# [Excerpt]
General Studies – II
Health
1) The central and state government must find innovative solutions to help people with rare diseases. Discuss (200 Words)
Refer - The Hindu
General Studies – III
Economy
2) The aspiration of the new foreign trade policy is expected to boost the economic growth effectively. Analyse(200 Words)
Refer - The Hindu
3) Do you think that the policy rate hike aloe can control the inflation in the Indian Economy? Comment (200 Words)
Refer - Business Line
Enrich the answer from other sources, if the question demands.
IAS Parliament 2 years
KEY POINTS
· A classic exposition of this principle is the Centre’s announcement providing full exemption from basic customs duty for all drugs and food imported for treatment of rare diseases listed under the National Policy for Rare Diseases (and anti-cancer drug Pembrolizumab).
· In order to avail this exemption, the individual importer must produce a certificate from specified authorities.
· Medicines generally attract basic customs duty of 10%, while some categories of lifesaving drugs/vaccines get concessions or exemptions.
· Rare diseases are a group of diseases that occur infrequently in the community and as such patients are disadvantaged by the lack of volumes that usually spur pharmacological companies into producing life-saving medicines.
· While rare diseases are defined by their infrequent occurrence in the population, the sheer number of diseases (estimated between 7,000-8,000 conditions.
· When the NPRD was released, it underlined the magnitude, and specified that demands could only be considered in the context of the available scarce resources that would have to be used judiciously.
· While striking a note for the goal of affordable health care, the government must ensure that its directions are followed in full, besides staying the course to innovate solutions for this category of patients.

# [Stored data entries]
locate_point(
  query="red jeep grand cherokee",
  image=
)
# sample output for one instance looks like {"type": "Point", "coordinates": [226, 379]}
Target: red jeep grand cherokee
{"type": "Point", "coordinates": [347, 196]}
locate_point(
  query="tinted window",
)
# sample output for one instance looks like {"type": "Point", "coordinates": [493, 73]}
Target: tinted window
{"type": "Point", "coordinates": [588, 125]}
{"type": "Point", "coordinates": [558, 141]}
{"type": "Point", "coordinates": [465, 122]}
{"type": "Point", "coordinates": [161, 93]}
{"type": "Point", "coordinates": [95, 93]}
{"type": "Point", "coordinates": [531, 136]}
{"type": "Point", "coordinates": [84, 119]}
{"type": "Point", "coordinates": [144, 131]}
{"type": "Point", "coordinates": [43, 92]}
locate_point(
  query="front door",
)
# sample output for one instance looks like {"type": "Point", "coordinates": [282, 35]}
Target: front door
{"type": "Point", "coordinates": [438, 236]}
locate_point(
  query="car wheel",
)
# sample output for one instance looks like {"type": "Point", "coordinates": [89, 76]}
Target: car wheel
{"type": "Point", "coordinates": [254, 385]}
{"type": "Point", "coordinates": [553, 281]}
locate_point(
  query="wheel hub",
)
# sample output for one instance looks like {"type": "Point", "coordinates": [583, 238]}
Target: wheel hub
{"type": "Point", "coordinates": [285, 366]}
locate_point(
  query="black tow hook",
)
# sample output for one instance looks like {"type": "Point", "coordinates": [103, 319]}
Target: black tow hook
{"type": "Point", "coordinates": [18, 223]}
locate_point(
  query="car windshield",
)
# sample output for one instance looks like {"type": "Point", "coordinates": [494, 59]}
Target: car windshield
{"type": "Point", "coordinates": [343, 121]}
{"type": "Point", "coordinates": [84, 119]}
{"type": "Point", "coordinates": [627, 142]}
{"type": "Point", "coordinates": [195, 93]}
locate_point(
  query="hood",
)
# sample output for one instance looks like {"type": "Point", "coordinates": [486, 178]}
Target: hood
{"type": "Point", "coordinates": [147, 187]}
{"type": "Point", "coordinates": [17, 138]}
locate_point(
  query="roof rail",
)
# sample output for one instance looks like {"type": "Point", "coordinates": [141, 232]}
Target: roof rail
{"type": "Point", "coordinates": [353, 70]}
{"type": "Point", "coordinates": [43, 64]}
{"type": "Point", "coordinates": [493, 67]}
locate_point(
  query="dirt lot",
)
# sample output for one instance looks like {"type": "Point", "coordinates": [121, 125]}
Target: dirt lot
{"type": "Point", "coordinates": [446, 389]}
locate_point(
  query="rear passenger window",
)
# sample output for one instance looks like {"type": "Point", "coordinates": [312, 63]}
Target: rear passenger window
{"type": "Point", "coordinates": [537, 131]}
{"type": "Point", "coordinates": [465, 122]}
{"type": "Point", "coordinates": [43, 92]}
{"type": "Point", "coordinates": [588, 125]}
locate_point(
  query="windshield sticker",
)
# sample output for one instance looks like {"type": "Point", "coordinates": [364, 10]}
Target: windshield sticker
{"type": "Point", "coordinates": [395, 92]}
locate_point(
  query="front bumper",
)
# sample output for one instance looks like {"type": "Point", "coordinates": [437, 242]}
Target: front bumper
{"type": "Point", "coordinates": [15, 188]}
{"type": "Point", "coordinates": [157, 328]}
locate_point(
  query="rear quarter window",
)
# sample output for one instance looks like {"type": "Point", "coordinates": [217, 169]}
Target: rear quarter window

# [Problems to work on]
• A. According to the key points on rare diseases, what basic customs duty do medicines generally attract?
• B. From the key points on rare diseases, output the passage that begins at the words "IAS Parliament 2" and ends after the words "producing life-saving medicines.".

# [Responses in order]
• A. A basic customs duty of 10%.

• B.
IAS Parliament 2 years
KEY POINTS
· A classic exposition of this principle is the Centre’s announcement providing full exemption from basic customs duty for all drugs and food imported for treatment of rare diseases listed under the National Policy for Rare Diseases (and anti-cancer drug Pembrolizumab).
· In order to avail this exemption, the individual importer must produce a certificate from specified authorities.
· Medicines generally attract basic customs duty of 10%, while some categories of lifesaving drugs/vaccines get concessions or exemptions.
· Rare diseases are a group of diseases that occur infrequently in the community and as such patients are disadvantaged by the lack of volumes that usually spur pharmacological companies into producing life-saving medicines.